───── EXTRACTED TEXT

² Alibaba Inc., China
181840013@smail.nju.edu.cn, david.wdw@alibaba-inc.com, maofeng.mf@alibaba-inc.com,
zzzhang@nju.edu.cn, yuy@nju.edu.cn

Introduction

Anomaly detection (AD) Chandola et al. (2009) is a classical data mining task which aims at detecting data instances that significantly deviate from the majority. Nowadays, with the rapid development of information technology, AD is playing a more and more important role in domains like cybersecurity, healthcare, and finance Nguyen and Reddi (2019); Yu et al. (2021a); Charpentier et al. (2021). In this work, we focus on a specific type of AD, namely tabular semi-supervised AD, where the training dataset is composed of a small labeled dataset and a large unlabeled dataset. We think this kind of task is of great importance in real application scenarios since labeled data is more difficult to obtain than unlabeled data due to privacy, security, and other problemsZhu et al. (2019).

──────────
───── MATERIAL SUPPLIED

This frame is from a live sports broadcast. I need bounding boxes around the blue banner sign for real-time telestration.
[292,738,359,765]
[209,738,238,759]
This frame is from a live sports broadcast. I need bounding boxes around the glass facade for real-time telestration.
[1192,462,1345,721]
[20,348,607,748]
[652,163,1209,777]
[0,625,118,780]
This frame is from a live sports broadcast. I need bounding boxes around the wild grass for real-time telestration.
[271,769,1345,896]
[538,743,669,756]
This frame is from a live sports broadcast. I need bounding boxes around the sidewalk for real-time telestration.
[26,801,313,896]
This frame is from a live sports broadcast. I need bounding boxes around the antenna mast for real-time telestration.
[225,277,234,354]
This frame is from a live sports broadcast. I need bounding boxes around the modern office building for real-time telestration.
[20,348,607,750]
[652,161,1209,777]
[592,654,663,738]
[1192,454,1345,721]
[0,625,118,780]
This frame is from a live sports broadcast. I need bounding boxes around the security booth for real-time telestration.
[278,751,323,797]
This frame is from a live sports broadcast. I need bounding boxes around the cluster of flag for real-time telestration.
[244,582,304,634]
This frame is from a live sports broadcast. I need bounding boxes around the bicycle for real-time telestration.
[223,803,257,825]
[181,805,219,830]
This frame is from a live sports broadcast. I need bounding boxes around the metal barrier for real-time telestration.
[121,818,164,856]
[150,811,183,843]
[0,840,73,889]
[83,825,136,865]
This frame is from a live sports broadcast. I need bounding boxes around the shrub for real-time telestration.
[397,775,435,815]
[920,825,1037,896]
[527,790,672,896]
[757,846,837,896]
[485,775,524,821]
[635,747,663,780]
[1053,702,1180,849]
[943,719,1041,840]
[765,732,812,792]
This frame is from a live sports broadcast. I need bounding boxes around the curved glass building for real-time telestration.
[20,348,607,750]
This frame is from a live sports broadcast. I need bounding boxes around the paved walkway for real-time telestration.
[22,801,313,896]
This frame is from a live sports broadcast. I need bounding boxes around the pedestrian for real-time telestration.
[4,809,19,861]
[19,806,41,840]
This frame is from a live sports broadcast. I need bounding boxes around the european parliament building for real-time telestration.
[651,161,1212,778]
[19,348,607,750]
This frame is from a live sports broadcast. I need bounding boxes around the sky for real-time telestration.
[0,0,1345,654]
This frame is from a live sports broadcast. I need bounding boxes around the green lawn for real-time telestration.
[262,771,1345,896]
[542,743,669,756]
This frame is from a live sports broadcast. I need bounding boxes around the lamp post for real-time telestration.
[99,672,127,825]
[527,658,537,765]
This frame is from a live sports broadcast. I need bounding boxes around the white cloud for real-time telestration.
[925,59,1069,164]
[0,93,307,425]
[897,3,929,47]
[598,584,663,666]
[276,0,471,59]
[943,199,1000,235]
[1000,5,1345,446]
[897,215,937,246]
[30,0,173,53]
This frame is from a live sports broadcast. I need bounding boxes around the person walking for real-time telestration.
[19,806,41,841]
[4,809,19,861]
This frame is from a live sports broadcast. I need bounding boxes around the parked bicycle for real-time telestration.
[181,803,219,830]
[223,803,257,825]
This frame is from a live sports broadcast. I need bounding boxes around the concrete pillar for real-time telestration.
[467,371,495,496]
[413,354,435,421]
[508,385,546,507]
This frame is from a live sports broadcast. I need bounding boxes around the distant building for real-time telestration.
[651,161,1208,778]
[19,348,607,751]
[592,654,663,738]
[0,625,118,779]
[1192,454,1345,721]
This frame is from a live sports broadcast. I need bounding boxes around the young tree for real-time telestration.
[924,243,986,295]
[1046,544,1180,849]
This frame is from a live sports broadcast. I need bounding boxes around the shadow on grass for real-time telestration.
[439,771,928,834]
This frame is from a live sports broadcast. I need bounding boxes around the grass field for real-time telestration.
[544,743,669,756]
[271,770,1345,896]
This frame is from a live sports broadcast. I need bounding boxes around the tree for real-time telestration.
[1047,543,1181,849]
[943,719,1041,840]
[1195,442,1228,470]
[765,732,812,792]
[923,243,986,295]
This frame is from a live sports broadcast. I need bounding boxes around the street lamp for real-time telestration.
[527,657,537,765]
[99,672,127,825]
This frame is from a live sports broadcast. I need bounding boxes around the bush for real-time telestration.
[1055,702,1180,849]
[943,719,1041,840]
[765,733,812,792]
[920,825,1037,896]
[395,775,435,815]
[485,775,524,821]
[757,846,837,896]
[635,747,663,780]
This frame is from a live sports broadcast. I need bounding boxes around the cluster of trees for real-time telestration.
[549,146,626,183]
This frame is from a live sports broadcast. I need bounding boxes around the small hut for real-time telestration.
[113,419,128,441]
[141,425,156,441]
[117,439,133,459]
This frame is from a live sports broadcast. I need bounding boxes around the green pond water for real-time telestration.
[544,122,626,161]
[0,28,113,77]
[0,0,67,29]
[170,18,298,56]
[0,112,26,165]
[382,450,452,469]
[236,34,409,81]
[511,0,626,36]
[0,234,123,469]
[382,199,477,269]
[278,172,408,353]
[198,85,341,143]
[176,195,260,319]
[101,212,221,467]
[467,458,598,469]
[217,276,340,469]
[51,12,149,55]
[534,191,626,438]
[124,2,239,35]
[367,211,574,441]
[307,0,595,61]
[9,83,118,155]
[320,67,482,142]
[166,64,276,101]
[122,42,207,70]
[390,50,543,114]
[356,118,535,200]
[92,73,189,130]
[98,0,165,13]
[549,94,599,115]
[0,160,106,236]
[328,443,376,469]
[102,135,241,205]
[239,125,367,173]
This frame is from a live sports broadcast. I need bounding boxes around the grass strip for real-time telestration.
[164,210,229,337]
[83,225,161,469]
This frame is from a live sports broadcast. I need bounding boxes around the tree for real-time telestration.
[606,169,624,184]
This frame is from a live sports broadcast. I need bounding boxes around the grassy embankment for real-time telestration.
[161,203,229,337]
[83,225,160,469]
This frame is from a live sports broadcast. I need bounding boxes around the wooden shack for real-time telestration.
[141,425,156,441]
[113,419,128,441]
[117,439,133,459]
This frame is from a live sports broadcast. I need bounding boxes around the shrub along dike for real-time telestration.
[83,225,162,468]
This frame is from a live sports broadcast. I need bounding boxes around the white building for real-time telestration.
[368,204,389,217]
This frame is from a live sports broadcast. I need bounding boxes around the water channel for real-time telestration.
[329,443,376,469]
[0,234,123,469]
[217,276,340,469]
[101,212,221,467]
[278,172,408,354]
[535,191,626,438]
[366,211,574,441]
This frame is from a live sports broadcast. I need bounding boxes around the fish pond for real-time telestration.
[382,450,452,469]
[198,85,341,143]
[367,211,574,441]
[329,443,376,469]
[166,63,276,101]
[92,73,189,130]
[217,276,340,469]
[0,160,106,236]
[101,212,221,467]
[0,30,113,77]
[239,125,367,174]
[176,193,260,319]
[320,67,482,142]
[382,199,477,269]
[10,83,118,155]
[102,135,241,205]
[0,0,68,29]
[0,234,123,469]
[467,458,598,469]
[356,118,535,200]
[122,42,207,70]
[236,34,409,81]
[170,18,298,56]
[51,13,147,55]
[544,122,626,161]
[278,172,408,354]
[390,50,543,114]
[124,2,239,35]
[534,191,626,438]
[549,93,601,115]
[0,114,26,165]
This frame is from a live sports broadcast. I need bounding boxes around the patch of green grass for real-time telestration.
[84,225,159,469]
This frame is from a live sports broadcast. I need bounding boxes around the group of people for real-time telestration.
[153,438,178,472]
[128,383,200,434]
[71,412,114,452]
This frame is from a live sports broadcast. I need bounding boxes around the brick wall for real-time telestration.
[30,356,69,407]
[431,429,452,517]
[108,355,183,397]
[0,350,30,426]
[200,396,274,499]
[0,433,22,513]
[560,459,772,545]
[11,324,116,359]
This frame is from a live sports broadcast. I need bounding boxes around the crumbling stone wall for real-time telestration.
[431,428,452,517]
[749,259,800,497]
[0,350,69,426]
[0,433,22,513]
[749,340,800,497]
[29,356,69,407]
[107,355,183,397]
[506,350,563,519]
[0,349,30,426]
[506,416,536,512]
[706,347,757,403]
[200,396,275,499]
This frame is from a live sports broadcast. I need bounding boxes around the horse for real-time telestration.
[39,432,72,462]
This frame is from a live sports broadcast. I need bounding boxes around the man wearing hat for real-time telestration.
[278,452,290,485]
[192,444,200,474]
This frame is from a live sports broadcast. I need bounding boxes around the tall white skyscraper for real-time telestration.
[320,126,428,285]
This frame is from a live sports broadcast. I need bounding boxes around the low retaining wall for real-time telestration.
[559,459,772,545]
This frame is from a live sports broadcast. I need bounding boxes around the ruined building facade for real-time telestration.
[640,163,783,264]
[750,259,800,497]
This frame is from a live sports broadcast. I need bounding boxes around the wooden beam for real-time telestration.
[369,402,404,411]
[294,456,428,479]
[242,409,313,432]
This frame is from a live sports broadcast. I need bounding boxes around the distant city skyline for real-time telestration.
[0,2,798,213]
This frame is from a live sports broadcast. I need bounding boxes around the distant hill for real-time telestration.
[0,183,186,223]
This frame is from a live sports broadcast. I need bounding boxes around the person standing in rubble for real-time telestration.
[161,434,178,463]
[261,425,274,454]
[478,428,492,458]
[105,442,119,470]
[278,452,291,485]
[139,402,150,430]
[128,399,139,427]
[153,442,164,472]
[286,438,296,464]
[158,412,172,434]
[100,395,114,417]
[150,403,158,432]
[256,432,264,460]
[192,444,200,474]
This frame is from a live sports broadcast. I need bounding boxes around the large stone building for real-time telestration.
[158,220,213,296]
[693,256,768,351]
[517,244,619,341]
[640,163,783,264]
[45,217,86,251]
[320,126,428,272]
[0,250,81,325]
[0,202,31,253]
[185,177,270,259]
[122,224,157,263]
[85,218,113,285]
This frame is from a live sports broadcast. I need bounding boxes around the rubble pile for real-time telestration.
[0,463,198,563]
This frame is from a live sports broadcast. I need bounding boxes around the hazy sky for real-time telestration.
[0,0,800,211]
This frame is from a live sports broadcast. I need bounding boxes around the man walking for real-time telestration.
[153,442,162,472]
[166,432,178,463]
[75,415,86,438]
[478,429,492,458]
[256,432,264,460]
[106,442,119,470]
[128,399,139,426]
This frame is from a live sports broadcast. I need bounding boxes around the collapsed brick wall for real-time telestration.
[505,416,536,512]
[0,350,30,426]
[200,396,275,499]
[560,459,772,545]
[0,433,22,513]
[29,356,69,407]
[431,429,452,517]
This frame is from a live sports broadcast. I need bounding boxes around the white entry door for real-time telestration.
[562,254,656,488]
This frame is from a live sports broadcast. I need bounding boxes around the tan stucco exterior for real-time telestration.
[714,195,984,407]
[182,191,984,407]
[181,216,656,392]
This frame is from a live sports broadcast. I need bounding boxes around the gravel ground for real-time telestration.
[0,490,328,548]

──────────

▶ INSTRUCTIONS FOR THE TASK:
Answer these questions from the anomaly detection introduction above:
1. What kind of data instances does anomaly detection aim to detect?
2. Which three domains are named where anomaly detection plays a growing role?
3. In tabular semi-supervised anomaly detection, what makes up the training dataset?

▶ SOLUTION:
1. Data instances that significantly deviate from the majority.
2. Cybersecurity, healthcare, and finance.
3. A small labeled dataset and a large unlabeled dataset.